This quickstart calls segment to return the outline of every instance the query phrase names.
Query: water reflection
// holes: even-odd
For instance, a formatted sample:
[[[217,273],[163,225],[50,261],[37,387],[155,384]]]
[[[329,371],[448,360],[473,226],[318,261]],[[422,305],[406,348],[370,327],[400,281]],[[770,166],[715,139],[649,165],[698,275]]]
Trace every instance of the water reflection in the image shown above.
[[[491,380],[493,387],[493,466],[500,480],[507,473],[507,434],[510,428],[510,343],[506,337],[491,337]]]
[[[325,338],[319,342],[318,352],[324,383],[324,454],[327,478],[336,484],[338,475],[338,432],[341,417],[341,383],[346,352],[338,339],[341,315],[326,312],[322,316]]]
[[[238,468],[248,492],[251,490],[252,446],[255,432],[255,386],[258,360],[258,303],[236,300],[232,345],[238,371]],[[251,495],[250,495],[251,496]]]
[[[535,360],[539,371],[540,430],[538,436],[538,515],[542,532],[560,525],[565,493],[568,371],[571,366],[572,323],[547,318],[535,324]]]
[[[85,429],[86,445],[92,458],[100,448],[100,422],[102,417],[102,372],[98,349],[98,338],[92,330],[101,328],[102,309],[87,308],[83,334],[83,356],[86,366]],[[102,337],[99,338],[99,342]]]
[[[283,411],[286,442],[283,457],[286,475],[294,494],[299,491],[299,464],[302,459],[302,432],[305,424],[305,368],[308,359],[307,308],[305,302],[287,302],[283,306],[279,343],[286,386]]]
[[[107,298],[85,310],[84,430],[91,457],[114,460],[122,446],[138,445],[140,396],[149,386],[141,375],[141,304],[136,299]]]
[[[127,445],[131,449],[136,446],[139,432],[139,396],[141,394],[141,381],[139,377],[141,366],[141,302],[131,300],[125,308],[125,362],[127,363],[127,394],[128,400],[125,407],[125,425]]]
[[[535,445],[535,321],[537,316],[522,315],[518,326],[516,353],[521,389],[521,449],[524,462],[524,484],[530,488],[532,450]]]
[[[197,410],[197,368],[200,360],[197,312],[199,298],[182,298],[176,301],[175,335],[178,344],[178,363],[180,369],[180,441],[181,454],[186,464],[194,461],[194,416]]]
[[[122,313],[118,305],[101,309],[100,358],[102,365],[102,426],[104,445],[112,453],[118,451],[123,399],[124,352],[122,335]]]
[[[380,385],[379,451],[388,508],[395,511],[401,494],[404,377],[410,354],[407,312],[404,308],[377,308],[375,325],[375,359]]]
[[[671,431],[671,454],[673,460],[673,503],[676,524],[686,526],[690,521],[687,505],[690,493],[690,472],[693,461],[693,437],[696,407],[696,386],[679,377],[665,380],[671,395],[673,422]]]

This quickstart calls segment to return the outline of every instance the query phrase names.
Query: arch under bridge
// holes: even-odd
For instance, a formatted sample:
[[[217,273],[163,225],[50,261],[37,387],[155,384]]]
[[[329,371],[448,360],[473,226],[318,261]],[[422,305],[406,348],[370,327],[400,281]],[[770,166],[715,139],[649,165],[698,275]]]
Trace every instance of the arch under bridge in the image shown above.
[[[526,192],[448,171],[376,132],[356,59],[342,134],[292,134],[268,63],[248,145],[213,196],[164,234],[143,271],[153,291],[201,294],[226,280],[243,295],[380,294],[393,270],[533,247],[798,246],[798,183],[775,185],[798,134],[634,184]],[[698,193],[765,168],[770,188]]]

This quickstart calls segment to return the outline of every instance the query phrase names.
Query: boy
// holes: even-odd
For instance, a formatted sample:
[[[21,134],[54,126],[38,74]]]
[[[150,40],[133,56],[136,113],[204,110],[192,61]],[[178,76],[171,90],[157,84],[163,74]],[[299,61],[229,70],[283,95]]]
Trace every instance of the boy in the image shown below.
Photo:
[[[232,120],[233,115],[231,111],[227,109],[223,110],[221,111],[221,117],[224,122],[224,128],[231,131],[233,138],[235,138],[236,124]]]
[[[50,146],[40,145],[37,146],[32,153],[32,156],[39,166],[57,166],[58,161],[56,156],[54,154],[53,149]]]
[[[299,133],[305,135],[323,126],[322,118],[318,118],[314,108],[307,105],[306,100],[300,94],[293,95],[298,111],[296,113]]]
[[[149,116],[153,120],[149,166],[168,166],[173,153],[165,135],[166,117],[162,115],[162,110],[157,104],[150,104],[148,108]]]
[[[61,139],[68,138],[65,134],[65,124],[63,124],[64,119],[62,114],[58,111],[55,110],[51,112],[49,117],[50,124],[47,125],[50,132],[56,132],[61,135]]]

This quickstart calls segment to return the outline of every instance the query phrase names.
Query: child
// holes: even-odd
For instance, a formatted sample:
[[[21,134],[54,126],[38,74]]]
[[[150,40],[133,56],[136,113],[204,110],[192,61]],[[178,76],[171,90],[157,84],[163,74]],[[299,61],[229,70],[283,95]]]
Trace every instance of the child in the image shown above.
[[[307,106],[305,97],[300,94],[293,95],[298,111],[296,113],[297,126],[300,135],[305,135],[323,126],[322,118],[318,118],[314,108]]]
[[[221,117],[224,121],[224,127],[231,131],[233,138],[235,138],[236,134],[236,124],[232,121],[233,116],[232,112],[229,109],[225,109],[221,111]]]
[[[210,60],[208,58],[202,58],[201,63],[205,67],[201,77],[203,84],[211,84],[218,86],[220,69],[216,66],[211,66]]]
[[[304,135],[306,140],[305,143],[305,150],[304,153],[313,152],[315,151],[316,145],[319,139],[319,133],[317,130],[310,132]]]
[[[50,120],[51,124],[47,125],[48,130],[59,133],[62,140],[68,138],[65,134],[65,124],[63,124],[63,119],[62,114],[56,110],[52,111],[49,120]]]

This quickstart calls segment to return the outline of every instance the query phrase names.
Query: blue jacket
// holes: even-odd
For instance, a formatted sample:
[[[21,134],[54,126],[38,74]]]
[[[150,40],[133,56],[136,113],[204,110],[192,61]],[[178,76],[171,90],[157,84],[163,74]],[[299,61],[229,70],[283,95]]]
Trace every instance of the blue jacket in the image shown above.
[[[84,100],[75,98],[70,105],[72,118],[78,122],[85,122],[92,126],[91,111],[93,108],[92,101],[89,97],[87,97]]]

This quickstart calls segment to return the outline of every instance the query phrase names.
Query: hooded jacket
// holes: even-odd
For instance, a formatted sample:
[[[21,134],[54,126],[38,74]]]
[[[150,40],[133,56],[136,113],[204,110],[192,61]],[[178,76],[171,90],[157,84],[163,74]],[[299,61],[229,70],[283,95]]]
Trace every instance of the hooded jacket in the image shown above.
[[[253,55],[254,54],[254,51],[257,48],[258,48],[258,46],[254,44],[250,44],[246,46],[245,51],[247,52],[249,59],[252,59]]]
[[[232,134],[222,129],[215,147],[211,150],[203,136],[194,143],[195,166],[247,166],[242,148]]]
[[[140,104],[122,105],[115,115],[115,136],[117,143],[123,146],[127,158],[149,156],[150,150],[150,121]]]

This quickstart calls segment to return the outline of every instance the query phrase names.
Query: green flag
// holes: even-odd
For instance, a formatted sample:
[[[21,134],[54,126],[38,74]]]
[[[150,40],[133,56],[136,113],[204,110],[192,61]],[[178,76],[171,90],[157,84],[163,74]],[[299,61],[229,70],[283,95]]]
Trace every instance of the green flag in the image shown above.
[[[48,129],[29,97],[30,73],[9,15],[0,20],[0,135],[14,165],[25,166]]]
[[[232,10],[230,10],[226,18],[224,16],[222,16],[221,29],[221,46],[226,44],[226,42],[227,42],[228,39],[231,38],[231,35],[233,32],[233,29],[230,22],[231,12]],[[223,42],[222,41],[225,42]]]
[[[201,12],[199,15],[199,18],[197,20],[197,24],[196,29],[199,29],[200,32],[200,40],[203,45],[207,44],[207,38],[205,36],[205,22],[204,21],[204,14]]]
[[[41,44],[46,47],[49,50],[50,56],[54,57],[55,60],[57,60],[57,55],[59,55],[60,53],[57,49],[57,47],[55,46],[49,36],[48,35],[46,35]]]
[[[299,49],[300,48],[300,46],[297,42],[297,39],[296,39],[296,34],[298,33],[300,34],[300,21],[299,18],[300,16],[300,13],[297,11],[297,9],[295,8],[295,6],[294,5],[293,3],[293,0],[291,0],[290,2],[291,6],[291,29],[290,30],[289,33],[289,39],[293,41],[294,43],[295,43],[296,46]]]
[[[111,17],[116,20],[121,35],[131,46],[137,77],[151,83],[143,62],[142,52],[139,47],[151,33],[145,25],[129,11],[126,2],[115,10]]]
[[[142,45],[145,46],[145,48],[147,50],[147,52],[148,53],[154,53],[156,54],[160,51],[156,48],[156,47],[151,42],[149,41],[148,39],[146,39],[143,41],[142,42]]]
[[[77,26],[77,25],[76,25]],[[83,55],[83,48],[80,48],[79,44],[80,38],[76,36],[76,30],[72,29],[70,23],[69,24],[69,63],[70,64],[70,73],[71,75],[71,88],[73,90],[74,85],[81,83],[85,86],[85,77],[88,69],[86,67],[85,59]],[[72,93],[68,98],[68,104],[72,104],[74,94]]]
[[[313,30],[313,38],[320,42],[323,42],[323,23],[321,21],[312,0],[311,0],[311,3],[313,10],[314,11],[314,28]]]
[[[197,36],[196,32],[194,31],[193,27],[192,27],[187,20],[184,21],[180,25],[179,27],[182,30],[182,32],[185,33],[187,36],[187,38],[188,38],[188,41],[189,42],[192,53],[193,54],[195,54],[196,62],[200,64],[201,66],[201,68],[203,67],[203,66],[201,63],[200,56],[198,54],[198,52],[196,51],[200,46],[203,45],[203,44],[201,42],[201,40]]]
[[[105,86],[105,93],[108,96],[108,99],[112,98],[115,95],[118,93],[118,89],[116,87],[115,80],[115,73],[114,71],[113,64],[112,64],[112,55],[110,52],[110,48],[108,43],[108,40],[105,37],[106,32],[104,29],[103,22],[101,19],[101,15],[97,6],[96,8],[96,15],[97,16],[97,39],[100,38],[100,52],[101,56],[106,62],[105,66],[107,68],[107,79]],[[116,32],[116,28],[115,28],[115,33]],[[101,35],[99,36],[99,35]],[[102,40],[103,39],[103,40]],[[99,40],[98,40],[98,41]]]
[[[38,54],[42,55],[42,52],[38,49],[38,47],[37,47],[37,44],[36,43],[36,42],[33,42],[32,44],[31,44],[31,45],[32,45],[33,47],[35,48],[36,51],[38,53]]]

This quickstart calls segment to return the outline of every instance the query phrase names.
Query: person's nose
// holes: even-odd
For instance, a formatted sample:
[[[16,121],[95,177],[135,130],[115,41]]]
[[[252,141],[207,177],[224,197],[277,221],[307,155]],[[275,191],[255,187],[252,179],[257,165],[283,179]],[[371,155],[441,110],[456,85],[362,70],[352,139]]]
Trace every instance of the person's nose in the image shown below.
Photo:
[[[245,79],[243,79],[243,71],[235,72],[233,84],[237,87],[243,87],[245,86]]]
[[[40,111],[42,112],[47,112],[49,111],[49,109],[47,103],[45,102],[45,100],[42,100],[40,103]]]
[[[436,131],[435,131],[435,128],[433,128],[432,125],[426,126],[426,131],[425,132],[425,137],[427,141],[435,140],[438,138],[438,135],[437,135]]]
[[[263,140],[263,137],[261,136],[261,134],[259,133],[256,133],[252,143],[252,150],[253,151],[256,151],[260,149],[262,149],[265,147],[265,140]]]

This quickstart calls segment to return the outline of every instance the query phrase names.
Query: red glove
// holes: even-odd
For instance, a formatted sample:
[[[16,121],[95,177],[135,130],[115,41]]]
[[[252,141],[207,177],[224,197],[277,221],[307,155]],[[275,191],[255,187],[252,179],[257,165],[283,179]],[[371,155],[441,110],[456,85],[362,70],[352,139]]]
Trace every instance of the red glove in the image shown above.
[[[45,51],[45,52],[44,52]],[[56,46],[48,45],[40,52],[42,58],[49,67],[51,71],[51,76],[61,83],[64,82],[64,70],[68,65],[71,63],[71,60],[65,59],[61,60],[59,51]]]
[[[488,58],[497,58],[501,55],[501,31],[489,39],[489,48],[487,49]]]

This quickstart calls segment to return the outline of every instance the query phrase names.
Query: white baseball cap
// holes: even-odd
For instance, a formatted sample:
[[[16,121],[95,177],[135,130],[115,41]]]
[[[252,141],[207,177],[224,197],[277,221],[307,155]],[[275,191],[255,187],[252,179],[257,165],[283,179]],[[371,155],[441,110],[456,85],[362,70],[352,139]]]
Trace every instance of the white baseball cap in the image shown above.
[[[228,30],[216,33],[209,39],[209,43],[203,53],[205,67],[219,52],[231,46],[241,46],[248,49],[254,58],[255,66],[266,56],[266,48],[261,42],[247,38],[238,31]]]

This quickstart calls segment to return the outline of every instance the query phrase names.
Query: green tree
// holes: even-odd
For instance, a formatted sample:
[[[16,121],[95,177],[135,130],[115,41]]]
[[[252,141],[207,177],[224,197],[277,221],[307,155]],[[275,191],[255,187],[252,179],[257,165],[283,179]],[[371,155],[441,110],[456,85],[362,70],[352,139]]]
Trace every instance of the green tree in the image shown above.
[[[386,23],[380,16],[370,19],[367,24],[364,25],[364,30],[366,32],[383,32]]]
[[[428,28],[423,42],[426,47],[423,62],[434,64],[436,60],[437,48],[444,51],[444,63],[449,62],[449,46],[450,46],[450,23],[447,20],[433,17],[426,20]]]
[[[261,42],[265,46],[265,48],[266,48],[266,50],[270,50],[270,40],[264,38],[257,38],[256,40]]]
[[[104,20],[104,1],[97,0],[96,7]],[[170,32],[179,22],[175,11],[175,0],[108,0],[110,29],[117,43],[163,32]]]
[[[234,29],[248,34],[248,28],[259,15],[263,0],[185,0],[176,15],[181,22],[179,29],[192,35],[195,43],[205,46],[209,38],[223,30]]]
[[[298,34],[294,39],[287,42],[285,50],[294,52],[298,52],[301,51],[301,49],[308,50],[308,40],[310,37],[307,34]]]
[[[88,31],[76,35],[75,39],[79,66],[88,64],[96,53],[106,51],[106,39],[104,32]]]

▸ **Job**:
Rewrite the lines from the first one through the line containing "Trace every instance of the water", replacing "outline" with "contour" and leaving everything else as it is.

▸ **Complete output**:
This quickstart calls segment to return the contour of every instance the query phrase names.
Query: water reflection
// holes: even-odd
For instance, a formatted sample:
[[[217,273],[163,225],[50,261],[37,387],[155,384]]]
[[[329,371],[448,360],[473,226],[318,261]],[[422,305],[406,348],[370,327],[400,281]],[[770,166],[715,139],[649,165],[698,275]]]
Trace every instance of the water reflection in the image shown above.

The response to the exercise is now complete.